RAW RECORDS
* * *
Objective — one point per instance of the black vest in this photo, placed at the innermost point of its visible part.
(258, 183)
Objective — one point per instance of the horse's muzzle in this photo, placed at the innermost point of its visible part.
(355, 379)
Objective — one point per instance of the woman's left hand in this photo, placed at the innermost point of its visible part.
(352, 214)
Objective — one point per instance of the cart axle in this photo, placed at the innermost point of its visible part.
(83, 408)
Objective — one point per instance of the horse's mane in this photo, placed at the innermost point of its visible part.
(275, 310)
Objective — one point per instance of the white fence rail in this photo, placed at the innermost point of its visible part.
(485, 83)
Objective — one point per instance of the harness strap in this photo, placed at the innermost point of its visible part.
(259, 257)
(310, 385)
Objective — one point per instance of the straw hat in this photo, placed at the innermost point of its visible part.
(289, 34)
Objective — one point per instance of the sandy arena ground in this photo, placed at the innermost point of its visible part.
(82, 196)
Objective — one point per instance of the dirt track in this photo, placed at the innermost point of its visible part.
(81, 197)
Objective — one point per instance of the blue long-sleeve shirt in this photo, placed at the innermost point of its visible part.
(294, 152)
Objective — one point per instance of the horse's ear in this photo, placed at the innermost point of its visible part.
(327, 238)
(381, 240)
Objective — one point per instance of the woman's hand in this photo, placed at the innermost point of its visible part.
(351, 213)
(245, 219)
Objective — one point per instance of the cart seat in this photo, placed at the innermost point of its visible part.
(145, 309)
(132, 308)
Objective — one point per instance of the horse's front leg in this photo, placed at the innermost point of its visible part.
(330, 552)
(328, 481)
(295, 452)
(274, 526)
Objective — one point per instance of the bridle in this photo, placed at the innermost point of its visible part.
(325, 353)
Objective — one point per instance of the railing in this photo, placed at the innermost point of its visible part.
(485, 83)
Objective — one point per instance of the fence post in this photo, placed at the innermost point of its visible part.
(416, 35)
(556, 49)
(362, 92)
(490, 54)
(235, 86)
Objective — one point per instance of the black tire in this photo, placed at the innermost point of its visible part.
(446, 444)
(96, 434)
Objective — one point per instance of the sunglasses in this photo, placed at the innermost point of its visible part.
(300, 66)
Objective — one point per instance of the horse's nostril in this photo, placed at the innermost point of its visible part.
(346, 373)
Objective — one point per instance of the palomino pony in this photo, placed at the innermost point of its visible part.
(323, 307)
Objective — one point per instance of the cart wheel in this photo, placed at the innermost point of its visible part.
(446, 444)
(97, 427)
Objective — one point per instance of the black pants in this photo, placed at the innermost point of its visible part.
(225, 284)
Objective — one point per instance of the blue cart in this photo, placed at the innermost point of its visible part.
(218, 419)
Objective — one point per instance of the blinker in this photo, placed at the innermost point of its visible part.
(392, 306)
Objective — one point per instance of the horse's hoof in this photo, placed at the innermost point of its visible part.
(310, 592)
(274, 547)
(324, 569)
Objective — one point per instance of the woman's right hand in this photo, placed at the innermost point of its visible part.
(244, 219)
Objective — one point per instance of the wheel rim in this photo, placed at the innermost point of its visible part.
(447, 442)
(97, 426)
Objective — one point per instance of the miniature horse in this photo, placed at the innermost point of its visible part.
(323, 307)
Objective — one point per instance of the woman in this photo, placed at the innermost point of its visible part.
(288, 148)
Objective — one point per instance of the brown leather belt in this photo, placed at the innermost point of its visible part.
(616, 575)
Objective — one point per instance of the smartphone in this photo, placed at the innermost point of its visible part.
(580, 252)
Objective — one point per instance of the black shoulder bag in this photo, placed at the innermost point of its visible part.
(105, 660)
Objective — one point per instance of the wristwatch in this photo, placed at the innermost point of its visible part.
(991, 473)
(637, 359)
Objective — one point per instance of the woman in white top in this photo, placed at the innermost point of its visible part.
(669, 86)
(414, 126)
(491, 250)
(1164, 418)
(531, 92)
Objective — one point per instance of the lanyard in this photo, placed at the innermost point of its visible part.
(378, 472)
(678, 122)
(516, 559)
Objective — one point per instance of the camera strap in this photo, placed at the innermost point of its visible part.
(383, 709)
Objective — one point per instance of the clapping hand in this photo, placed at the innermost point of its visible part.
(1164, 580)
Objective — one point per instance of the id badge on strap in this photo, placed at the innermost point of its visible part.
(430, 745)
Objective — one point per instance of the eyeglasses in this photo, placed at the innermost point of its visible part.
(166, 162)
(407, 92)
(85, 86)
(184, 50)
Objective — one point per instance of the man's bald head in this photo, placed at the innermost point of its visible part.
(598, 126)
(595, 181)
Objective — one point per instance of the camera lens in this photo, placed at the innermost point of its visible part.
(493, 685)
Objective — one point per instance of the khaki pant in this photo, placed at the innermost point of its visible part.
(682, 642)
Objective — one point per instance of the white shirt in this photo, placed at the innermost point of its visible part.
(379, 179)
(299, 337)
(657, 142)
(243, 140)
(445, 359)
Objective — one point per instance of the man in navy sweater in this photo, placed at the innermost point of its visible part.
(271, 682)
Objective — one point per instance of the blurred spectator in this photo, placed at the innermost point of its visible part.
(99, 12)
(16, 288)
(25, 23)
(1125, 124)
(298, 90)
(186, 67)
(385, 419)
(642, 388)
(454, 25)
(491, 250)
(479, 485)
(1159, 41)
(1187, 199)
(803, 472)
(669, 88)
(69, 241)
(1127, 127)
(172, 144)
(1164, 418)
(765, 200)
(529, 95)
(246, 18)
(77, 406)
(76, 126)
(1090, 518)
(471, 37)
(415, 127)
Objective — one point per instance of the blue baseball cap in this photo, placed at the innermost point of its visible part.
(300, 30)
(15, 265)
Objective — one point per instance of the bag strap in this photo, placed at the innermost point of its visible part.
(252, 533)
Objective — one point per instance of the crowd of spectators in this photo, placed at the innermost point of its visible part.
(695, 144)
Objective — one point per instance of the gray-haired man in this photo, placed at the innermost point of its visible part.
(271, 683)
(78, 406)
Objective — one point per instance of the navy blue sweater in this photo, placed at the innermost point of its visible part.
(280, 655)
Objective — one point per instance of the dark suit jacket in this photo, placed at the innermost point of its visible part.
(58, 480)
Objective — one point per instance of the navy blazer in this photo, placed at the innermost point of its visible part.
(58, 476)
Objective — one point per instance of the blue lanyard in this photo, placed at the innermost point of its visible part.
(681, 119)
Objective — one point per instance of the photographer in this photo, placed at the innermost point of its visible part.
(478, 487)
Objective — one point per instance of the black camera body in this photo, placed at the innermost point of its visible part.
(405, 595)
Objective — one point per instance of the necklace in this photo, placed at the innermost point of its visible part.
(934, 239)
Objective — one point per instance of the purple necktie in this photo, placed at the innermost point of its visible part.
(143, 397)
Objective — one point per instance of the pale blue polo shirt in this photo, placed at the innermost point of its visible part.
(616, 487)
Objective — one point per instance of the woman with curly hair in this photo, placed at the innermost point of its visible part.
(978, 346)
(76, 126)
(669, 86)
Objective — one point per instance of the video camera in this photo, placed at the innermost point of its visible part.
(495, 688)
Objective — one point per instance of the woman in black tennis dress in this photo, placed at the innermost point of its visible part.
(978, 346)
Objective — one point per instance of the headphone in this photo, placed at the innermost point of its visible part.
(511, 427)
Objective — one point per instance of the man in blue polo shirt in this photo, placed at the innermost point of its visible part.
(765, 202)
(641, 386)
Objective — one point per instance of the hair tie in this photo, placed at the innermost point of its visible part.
* * *
PROBLEM DETAILS
Quote the records verbatim, from the line that contains "Objective — one point per instance of the photographer" through the last line of the records, and include both of those lines.

WRITTEN SOLUTION
Objective — one point per instance of the photographer in this photo, placed at the innermost point of its visible part.
(478, 487)
Objective — one point per instance of the black camera body in this photo, placed at the innermost point of its visible part.
(405, 595)
Objective — one point per instance of the necklace in this photo, placed at the innermost point of its visible part.
(934, 239)
Objective — one point per instance of the purple necktie in this photo, placed at the innermost point of its visible part.
(143, 397)
Objective — one point per instance of the pale blue polo shirt in this photo, placed at the innermost point of its visible part.
(616, 487)
Objective — one point per instance of the woman with curly hair in this photo, placed at the innermost point of its visible part.
(978, 346)
(76, 126)
(669, 86)
Objective — one point per instance of the video camera in this photo, placed at the innermost point of its visible part.
(495, 688)
Objective — one point per instance of the woman in black tennis dress in this photo, placed at the innermost point of its visible part.
(978, 346)
Objective — one point per instance of the headphone in this photo, placed at the innermost point of its visible part.
(511, 427)
Objective — one point per instance of the man in blue polo shirt in this photo, placed at the innermost point of its visible part.
(765, 202)
(641, 386)
Objective — one point per instance of the hair tie in this photo, placed at the innermost point of its visible part.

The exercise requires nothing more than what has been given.